◆ **Excerpt**

Requirements to run this notebook

Earthdata login account: An Earthdata Login account is required to access data from the NASA Earthdata system. Please visit https://urs.earthdata.nasa.gov to register and manage your Earthdata Login account.
Coiled account: Create a coiled account (free to sign up), and connect it to an AWS account. For more information on Coiled, setting up an account, and connecting it to an AWS account, see their website https://www.coiled.io.
Compute environment: This notebook can be run either in the cloud (AWS instance running in us-west-2), or on a local compute environment (e.g. laptop, server), and will run equally as well in either. In both cases, the parallel computations are still sent to VM’s in the cloud.

Prerequisite knowledge

The notebook on Dask basics and all prerequisites therein.

Learning outcomes

This notebook demonstrates how to use Coiled with a distributed cluster to replicate a function over many files in parallel. You will get better insight on how to apply this workflow to your own analysis.

Import packages

We ran this notebook in a Python 3.12.3 environment. The minimal working install we used to run this notebook from a clean environment was:

With pip:

pip install xarray==2024.1.0 numpy==1.26.3 h5netcdf==1.3.0 scipy==1.11.4 "dask[complete]"==2024.5.2 earthaccess==0.9.0 matplotlib==3.8.0 coiled==1.28.0 jupyterlab

or with conda:

conda install -c conda-forge xarray==2024.1.0 numpy==1.26.3 h5netcdf==1.3.0 scipy==1.11.4 dask==2024.5.2 earthaccess==0.9.0 matplotlib==3.8.0 coiled==1.28.0 jupyterlab

Note that the versions are important, specifially for the science / math packages - when running newer versions of xarray, scipy, and numpy, we got some strange results.

# Built in packages
import time
import sys
import os
import shutil

# Math / science packages
import xarray as xr
import numpy as np
from scipy.optimize import leastsq

# Plotting packages
from matplotlib import pylab as plt

# Cloud / parallel computing packages
import earthaccess
import coiled

1. Define functions

The main function implemented is spatial_corrmap(), which will return the map of correlations as a 2D NumPy array along with the 1D latitude, longitude arrays for the map. The other functions below are called by spatial_corrmap().

def load_sst_ssh(gran_ssh, gran_sst):
    """
    Return SLA and SST variables for a single file each of the 
    SEA_SURFACE_HEIGHT_ALT_GRIDS_L4_2SATS_5DAY_6THDEG_V_JPL2205 and MW_OI-REMSS-L4-GLOB-v5.0 
    collections, respectively, returned as xarray.DataArray's. Input args are granule info 
    (earthaccess.results.DataGranule object's) for each collection.  
    """
    earthaccess.login(strategy="environment") # Confirm credentials are current
    
    # Get SLA and SST variables, loaded fully into local memory:
    ssh = xr.load_dataset(earthaccess.open([gran_ssh], provider='POCLOUD')[0])['SLA'][0,...]
    sst = xr.load_dataset(earthaccess.open([gran_sst], provider='POCLOUD')[0])['analysed_sst'][0,...]

    return ssh, sst

def spatialcorr(x, y, p1, p2):
    """

◆ **Excerpted data**
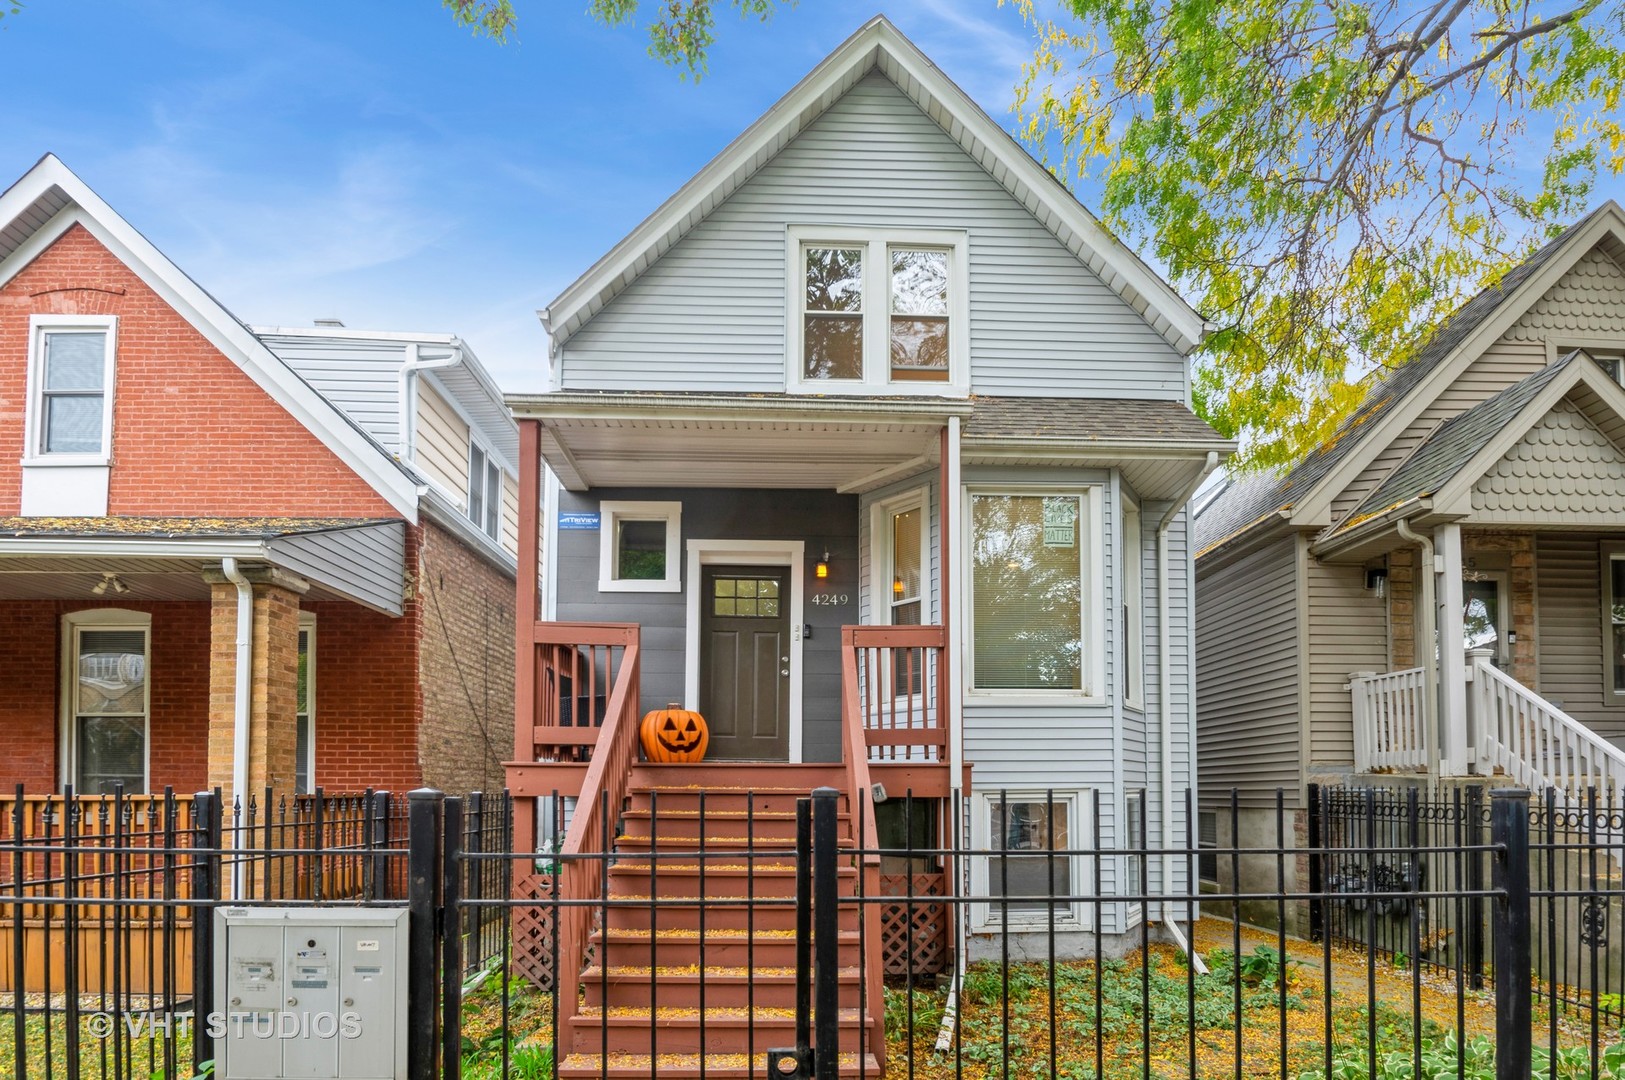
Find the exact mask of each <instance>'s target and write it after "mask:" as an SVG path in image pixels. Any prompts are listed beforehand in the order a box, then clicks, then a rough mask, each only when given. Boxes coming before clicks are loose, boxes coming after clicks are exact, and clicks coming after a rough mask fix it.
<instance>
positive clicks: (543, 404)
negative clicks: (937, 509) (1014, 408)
mask: <svg viewBox="0 0 1625 1080" xmlns="http://www.w3.org/2000/svg"><path fill="white" fill-rule="evenodd" d="M507 401H509V408H512V409H513V416H515V417H518V419H539V421H541V458H543V461H546V463H548V468H551V469H552V473H554V476H557V477H559V482H562V484H564V487H565V489H567V490H588V489H591V487H630V486H653V487H824V489H829V487H834V489H837V490H863V489H864V487H868V486H869V484H871V482H873V477H877V476H887V474H895V473H897V469H907V468H920V469H925V468H928V466H931V464H933V463H936V461H938V458H939V438H941V430H942V427H944V424H946V422H947V417H949V416H968V414H970V403H968V401H965V400H964V398H889V396H838V398H835V396H829V398H825V396H819V395H791V393H734V395H726V393H642V391H593V393H557V391H556V393H541V395H509V398H507Z"/></svg>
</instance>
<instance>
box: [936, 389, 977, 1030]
mask: <svg viewBox="0 0 1625 1080" xmlns="http://www.w3.org/2000/svg"><path fill="white" fill-rule="evenodd" d="M946 455H947V468H946V477H944V482H942V490H941V492H939V494H938V515H939V518H941V520H939V526H938V528H941V529H942V536H944V538H946V542H944V544H942V547H944V549H946V551H947V552H951V554H957V559H954V560H952V562H954V565H951V567H942V580H944V581H954V583H955V585H959V583H964V580H965V578H964V575H960V573H959V572H957V570H959V559H964V554H959V544H957V542H955V541H957V539H959V538H960V536H964V534H965V531H964V529H962V528H960V525H959V513H960V503H959V484H960V479H959V476H960V463H959V417H957V416H951V417H947V448H946ZM964 593H965V590H964V588H952V590H949V603H947V604H946V606H944V609H942V620H944V622H946V624H947V648H946V650H942V663H946V664H947V679H946V682H947V710H949V713H947V715H949V716H952V718H954V737H952V739H949V742H947V768H949V776H947V786H949V794H951V799H952V801H951V806H952V807H954V812H952V814H949V817H947V823H949V825H959V828H960V830H964V827H965V823H967V822H965V809H964V807H965V710H964V693H962V685H960V679H959V672H960V671H962V666H960V664H962V659H964V648H965V643H964V625H965V619H964V611H965V596H964ZM960 841H962V836H954V845H952V846H954V848H959V845H960ZM954 874H955V875H959V879H960V880H959V882H954V888H955V890H957V888H959V885H960V883H962V882H964V874H965V867H964V866H962V864H960V866H955V867H954ZM967 906H968V905H954V929H955V932H957V940H955V942H954V983H952V986H951V987H949V994H947V1004H946V1005H944V1009H942V1023H941V1026H939V1028H938V1033H936V1048H938V1049H939V1051H946V1049H947V1048H951V1046H952V1044H954V1028H955V1013H957V1010H959V996H960V991H962V989H964V986H965V952H967V948H965V942H967V940H968V939H970V931H968V926H967V922H968V919H970V914H968V911H967Z"/></svg>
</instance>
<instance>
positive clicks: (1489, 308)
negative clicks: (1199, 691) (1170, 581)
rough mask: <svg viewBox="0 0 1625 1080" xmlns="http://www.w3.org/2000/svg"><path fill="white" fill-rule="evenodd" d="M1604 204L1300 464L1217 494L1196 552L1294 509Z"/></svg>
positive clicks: (1418, 354) (1528, 278)
mask: <svg viewBox="0 0 1625 1080" xmlns="http://www.w3.org/2000/svg"><path fill="white" fill-rule="evenodd" d="M1599 213H1602V208H1599V210H1594V211H1591V213H1589V214H1586V216H1584V218H1581V219H1579V221H1576V222H1575V224H1571V226H1570V227H1566V229H1563V232H1562V234H1558V235H1557V237H1553V239H1552V240H1549V242H1547V244H1545V245H1544V247H1542V248H1540V250H1537V252H1536V253H1534V255H1531V257H1529V258H1526V260H1524V261H1523V263H1519V265H1518V266H1513V268H1511V270H1510V271H1508V273H1506V276H1505V278H1501V279H1500V281H1498V283H1497V284H1493V286H1490V287H1487V289H1484V291H1480V292H1479V294H1477V296H1474V297H1472V299H1471V300H1467V302H1466V304H1462V305H1461V307H1458V309H1456V312H1454V313H1453V315H1451V317H1449V318H1448V320H1446V322H1445V325H1443V326H1440V328H1438V331H1436V333H1435V335H1433V336H1432V338H1430V339H1428V343H1427V344H1425V346H1423V348H1422V351H1420V352H1417V356H1415V357H1414V359H1412V361H1410V362H1409V364H1404V365H1401V367H1397V369H1394V370H1393V372H1389V374H1388V377H1386V378H1383V380H1381V382H1378V383H1376V385H1375V387H1373V388H1371V391H1370V393H1368V395H1367V398H1365V401H1363V403H1362V404H1360V408H1358V409H1355V411H1354V414H1352V416H1349V419H1345V421H1344V422H1342V424H1341V426H1339V427H1337V432H1336V434H1334V435H1332V437H1331V438H1328V440H1326V442H1324V443H1321V445H1319V447H1316V448H1315V450H1311V451H1310V453H1306V455H1305V456H1302V458H1298V461H1297V463H1293V464H1290V466H1287V468H1284V469H1279V471H1272V473H1261V474H1254V476H1251V477H1245V479H1243V481H1238V482H1235V484H1232V486H1230V487H1228V489H1227V490H1225V492H1224V494H1220V495H1217V497H1215V499H1214V500H1212V502H1211V503H1207V507H1206V508H1204V510H1202V513H1201V515H1199V516H1198V518H1196V551H1198V554H1201V552H1202V551H1206V549H1209V547H1214V546H1215V544H1219V542H1220V541H1225V539H1230V538H1233V536H1237V534H1240V533H1243V531H1246V529H1248V528H1250V526H1251V525H1253V523H1254V521H1258V520H1259V518H1264V516H1267V515H1271V513H1274V512H1279V510H1287V508H1290V507H1292V505H1293V503H1295V502H1297V500H1298V499H1302V497H1303V495H1305V494H1308V490H1310V489H1311V487H1315V486H1316V484H1318V482H1319V481H1321V479H1323V477H1324V476H1326V474H1328V473H1331V471H1332V468H1336V466H1337V464H1339V463H1341V461H1342V460H1345V458H1347V456H1349V455H1350V453H1354V450H1355V447H1358V445H1360V442H1362V440H1363V437H1365V432H1367V430H1368V421H1373V419H1376V416H1378V414H1380V413H1381V411H1383V409H1388V408H1389V406H1393V404H1394V403H1396V401H1399V400H1401V398H1404V396H1406V395H1407V393H1410V391H1412V390H1415V388H1417V385H1420V383H1422V380H1423V378H1427V377H1428V375H1430V374H1432V372H1433V370H1435V369H1436V367H1438V365H1440V364H1443V362H1445V359H1446V357H1448V356H1449V354H1451V352H1454V351H1456V346H1459V344H1461V343H1462V341H1466V338H1467V336H1469V335H1471V333H1472V331H1474V330H1477V328H1479V325H1480V323H1484V322H1485V320H1487V318H1488V317H1490V315H1492V313H1493V312H1495V310H1497V309H1498V307H1500V305H1501V302H1503V300H1506V297H1508V296H1511V294H1513V292H1514V291H1516V289H1518V286H1521V284H1523V283H1524V281H1527V279H1529V278H1531V276H1534V273H1536V271H1539V270H1540V266H1544V265H1545V263H1547V261H1550V260H1552V257H1553V255H1557V253H1558V252H1560V250H1562V248H1563V247H1565V244H1566V240H1568V239H1570V237H1573V235H1575V234H1576V232H1579V229H1581V227H1583V226H1584V224H1586V222H1588V221H1591V219H1592V218H1594V216H1596V214H1599Z"/></svg>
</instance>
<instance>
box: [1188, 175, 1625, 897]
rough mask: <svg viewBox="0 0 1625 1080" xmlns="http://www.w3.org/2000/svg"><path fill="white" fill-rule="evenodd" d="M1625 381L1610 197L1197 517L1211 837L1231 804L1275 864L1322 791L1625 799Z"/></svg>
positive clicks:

◆ **Assigned task A**
List the built-in Python modules that the notebook excerpt imports.
◆ **Assigned task B**
Please carry on the notebook excerpt from the point where it stops.

◆ **Expected output A**
time, sys, os, shutil

◆ **Expected output B**
    Correlation between two 2D variables p1(x, y), p2(x, y), over the domain (x, y). Correlation is 
    computed between the anomalies of p1, p2, where anomalies for each variables are the deviations 
    from respective linear 2D surface fits.
    """
    # Compute anomalies:
    ssha, _ = anomalies_2Dsurf(x, y, p1) # See function further down.
    ssta, _ = anomalies_2Dsurf(x, y, p2)
    
    # Compute correlation coefficient:
    a, b = ssta.flatten(), ssha.flatten()
    if ( np.nansum(abs(a))==0 ) or ( np.nansum(abs(b))==0 ): 
        # For cases with all 0's, the correlation should be 0. Numpy computes this correctly 
        # but throws a lot of warnings. So instead, manually append 0.
        return 0
    else:
        return np.nanmean(a*b)/np.sqrt(np.nanvar(a) * np.nanvar(b))


def anomalies_2Dsurf(x, y, p):
    """
    Return anomalies for a 2D variable. Anomalies are computed as the deviations of each 
    point from a bi-linear 2D surface fit to the data (using scipy).
    
    Inputs
    ------
    x, y: 1D array-like.
        Independent vars (likely the lon, lat coordinates).
    p: 2D array-like, of shape (len(y), len(x)).
        Dependent variable. 2D surface fit will be to p(x, y).
    
    Returns
    ------
    va, vm: 2D NumPy arrays
        Anomalies (va) and mean surface fit (vm).
    """
    # Function for a 2D surface:
    def surface(c,x0,y0): # Takes independent vars and poly coefficients
        a,b,c=c
        return a + b*x0 + c*y0
    # Function for the difference between data and the computed surface:
    def err(c,x0,y0,p): # Takes independent/dependent vars and poly coefficients
        a,b,c=c
        return p - (a + b*x0 + c*y0 )


    # Prep arrays and remove NAN's:
    xx, yy = np.meshgrid(x, y)
    xf, yf, pf = xx.flatten(), yy.flatten(), p.flatten()
    msk=~np.isnan(pf)
    xf, yf, pf = xf[msk], yf[msk], pf[msk]

    
    # Initial values of polynomial coefficients to start fitting algorithm off with:
    dpdx=(pf.max()-pf.min())/(xf.max()-xf.min())
    dpdy=(pf.max()-pf.min())/(yf.max()-yf.min())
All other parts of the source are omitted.